**Work instructions:** Beginning with the line where "point: yellow parking" appears, retype every remaining line of the data below, both the first and last included.

>> start Material for this task

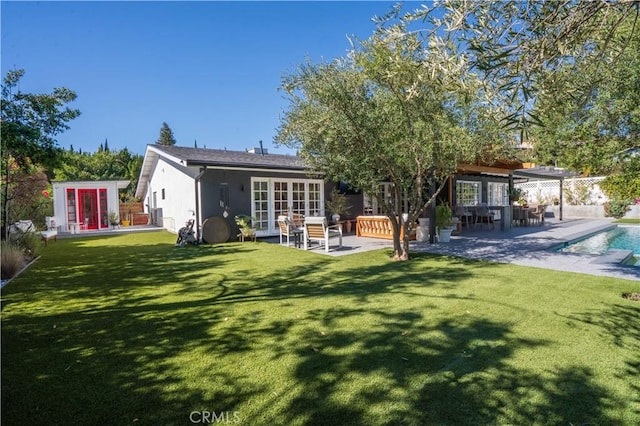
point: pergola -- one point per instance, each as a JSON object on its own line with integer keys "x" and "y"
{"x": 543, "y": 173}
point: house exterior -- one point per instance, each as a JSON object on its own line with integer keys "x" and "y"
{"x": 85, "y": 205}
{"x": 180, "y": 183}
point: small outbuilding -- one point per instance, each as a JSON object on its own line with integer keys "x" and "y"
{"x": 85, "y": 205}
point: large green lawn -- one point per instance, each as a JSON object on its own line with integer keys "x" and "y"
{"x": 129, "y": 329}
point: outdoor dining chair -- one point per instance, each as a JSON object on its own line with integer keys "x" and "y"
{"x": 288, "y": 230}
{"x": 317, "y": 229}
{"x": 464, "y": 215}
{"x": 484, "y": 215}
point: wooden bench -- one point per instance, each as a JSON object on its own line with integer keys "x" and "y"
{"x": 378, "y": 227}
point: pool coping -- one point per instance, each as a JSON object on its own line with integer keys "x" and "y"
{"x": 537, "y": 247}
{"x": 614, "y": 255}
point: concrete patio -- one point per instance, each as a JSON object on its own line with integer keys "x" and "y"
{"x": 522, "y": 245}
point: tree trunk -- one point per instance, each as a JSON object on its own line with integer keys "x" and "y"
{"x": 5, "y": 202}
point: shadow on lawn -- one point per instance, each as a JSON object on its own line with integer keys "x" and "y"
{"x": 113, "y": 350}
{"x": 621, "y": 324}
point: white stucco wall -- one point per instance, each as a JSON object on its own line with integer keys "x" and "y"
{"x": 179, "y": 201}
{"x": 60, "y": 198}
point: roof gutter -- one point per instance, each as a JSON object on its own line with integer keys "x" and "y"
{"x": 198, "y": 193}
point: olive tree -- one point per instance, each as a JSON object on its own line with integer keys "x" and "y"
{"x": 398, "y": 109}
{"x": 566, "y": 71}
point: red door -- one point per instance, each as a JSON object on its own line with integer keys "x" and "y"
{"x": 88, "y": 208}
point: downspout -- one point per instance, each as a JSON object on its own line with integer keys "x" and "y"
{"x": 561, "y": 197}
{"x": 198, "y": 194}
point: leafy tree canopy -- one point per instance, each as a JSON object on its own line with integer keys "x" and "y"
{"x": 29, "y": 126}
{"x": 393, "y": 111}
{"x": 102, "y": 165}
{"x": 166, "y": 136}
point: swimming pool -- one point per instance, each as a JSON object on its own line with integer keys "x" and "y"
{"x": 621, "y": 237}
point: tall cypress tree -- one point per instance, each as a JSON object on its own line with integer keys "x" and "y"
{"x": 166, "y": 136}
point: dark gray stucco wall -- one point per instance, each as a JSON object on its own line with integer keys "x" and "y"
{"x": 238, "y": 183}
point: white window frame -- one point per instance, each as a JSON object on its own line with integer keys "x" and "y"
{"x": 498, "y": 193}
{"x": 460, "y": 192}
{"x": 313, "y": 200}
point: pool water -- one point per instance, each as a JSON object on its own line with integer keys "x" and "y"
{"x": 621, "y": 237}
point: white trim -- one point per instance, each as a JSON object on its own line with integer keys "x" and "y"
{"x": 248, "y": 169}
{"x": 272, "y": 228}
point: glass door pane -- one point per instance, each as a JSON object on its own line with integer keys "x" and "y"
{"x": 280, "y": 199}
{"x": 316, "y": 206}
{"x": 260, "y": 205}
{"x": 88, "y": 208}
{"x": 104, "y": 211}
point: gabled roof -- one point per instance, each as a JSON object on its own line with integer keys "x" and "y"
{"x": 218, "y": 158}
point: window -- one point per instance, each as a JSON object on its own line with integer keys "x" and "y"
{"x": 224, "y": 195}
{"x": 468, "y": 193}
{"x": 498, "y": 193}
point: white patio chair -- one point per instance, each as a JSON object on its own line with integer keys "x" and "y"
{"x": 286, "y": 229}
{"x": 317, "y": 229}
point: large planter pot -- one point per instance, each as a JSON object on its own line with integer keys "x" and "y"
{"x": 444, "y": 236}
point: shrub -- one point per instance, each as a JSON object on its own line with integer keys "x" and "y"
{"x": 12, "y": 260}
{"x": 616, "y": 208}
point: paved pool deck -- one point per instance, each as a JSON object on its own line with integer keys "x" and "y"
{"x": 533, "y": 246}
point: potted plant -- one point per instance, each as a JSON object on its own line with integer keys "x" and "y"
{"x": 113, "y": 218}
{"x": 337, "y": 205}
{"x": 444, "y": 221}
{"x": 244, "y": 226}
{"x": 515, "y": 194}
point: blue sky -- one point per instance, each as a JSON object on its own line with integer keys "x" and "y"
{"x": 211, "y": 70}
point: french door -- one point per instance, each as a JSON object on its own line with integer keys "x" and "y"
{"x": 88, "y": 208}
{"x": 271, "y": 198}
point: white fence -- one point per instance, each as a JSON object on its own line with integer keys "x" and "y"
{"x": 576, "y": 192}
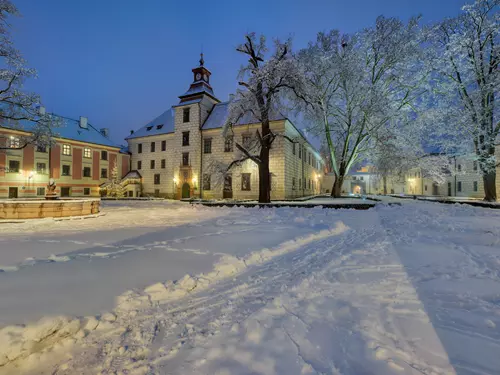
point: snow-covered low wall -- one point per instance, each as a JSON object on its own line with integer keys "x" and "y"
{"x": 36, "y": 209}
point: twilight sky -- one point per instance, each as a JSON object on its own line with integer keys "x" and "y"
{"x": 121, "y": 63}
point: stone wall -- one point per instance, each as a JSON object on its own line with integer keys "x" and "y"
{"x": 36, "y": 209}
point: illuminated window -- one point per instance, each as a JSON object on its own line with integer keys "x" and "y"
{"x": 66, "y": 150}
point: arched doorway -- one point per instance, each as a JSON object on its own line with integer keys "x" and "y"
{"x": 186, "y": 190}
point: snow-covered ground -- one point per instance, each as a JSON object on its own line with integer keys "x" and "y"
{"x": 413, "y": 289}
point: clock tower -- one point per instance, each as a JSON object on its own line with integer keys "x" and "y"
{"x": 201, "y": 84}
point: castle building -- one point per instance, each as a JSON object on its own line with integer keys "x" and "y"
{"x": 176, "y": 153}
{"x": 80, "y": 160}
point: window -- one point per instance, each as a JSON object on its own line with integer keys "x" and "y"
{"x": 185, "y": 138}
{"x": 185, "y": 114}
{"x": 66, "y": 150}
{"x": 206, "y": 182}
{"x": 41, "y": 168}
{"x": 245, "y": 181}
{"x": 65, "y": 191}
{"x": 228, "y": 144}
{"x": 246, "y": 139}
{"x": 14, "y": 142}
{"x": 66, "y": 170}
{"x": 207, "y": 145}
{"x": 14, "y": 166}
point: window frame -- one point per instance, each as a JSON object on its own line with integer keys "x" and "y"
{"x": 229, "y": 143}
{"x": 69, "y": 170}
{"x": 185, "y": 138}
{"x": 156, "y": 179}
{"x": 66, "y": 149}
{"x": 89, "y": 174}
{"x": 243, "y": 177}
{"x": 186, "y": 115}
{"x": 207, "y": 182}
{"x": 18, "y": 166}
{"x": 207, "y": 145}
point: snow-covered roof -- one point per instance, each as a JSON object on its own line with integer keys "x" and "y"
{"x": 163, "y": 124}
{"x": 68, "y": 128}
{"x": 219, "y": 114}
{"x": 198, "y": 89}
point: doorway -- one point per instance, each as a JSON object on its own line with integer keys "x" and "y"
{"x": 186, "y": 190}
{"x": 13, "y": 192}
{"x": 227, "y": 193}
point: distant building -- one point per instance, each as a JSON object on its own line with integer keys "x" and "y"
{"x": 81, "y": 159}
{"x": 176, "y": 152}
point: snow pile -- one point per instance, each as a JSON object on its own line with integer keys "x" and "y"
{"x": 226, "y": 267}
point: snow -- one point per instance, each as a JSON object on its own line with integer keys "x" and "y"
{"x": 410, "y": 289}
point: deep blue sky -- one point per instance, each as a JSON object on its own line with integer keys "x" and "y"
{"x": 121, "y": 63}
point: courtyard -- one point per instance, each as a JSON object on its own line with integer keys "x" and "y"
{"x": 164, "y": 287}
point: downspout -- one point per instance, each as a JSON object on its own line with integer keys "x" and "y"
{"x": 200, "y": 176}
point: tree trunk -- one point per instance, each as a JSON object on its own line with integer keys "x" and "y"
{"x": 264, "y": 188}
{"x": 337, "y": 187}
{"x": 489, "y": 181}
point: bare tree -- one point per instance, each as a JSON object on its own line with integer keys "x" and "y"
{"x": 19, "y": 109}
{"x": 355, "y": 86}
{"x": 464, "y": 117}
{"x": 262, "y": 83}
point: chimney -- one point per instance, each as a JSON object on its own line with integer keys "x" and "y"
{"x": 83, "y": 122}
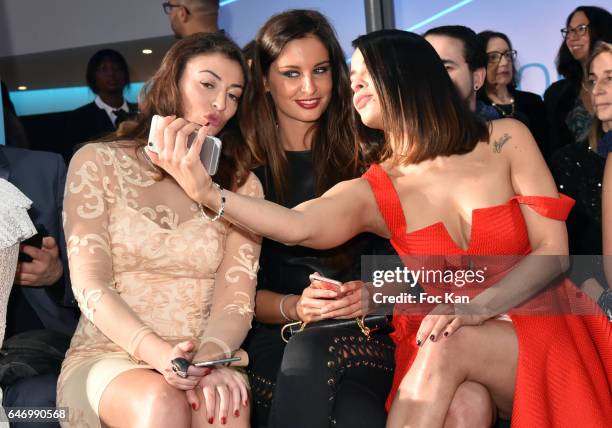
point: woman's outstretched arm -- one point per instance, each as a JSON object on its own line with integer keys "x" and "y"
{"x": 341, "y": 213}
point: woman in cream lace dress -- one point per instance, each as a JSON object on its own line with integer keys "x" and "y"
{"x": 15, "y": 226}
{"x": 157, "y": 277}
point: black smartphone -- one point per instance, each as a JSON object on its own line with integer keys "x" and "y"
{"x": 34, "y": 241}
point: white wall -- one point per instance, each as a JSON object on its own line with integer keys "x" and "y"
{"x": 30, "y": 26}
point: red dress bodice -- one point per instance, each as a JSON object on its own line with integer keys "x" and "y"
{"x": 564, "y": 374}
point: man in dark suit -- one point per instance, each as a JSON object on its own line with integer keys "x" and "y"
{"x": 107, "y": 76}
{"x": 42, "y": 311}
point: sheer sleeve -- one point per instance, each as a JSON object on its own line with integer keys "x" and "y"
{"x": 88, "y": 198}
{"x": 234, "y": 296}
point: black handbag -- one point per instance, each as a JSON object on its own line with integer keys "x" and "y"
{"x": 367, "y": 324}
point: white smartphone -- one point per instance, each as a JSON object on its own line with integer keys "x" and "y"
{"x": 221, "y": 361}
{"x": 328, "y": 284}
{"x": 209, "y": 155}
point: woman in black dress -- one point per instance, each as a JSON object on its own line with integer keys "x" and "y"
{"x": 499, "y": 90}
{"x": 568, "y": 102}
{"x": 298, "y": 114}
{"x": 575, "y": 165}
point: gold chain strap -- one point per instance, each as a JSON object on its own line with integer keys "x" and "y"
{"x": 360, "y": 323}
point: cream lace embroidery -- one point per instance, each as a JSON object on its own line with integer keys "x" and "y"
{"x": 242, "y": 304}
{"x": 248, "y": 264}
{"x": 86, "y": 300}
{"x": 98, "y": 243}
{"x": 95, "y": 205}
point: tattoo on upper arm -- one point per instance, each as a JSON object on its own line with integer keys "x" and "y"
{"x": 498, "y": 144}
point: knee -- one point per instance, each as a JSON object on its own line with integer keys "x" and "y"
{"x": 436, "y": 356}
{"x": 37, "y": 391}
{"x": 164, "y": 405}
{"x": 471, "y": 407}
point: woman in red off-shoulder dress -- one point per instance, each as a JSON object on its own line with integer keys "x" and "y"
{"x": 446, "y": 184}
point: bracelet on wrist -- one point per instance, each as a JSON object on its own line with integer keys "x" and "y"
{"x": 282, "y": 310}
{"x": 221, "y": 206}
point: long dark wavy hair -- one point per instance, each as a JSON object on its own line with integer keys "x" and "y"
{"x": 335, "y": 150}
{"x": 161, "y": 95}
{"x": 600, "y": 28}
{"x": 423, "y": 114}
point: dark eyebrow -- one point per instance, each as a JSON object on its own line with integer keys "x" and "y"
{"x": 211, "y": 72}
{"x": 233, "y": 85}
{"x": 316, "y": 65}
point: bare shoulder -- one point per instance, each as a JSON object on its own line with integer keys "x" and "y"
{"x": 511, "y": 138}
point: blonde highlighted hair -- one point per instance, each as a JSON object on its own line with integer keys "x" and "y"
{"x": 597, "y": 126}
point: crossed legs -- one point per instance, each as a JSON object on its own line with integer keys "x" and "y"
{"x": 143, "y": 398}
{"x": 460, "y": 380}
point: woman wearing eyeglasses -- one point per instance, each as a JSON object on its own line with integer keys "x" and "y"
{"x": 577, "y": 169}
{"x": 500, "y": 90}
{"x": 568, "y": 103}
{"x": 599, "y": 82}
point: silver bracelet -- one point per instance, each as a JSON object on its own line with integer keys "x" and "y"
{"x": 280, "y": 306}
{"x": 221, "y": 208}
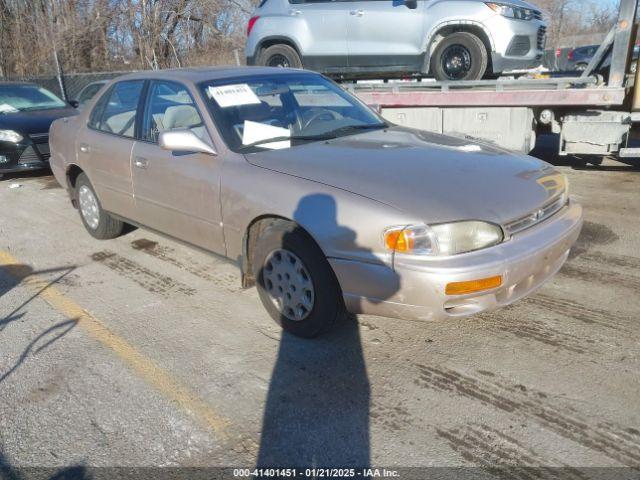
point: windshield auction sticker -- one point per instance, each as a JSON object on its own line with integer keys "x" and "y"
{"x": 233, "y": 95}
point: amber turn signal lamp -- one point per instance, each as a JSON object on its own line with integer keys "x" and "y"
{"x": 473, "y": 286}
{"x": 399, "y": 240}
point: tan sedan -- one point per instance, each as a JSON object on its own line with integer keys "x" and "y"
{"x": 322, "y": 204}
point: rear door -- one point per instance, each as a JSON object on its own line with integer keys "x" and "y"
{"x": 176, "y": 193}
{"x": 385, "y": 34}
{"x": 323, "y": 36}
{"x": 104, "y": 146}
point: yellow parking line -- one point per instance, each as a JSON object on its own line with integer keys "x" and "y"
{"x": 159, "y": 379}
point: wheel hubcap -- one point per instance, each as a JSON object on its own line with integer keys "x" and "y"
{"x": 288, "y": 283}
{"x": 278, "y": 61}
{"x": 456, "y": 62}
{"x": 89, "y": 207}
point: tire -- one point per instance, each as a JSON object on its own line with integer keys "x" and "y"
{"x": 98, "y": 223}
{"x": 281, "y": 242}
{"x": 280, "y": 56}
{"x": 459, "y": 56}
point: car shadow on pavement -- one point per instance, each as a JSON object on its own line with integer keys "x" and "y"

>> end Material for this task

**Exercise answer:**
point: yellow parking line -- one point per instance, each as a JSON object on its own line with integer keys "x" and "y"
{"x": 159, "y": 379}
point: wheel hubcap -- one point per instance, each as a JSON object on its own line with integer keys "x" and "y"
{"x": 288, "y": 283}
{"x": 278, "y": 61}
{"x": 456, "y": 62}
{"x": 89, "y": 207}
point: tire -- one point per instance, each as a JSON object on its own line with integer keys "x" and "y"
{"x": 98, "y": 223}
{"x": 281, "y": 242}
{"x": 280, "y": 56}
{"x": 459, "y": 56}
point: car shadow on pavement -- one point per instance, each as a JSON object on its own line with integer keys "x" and "y"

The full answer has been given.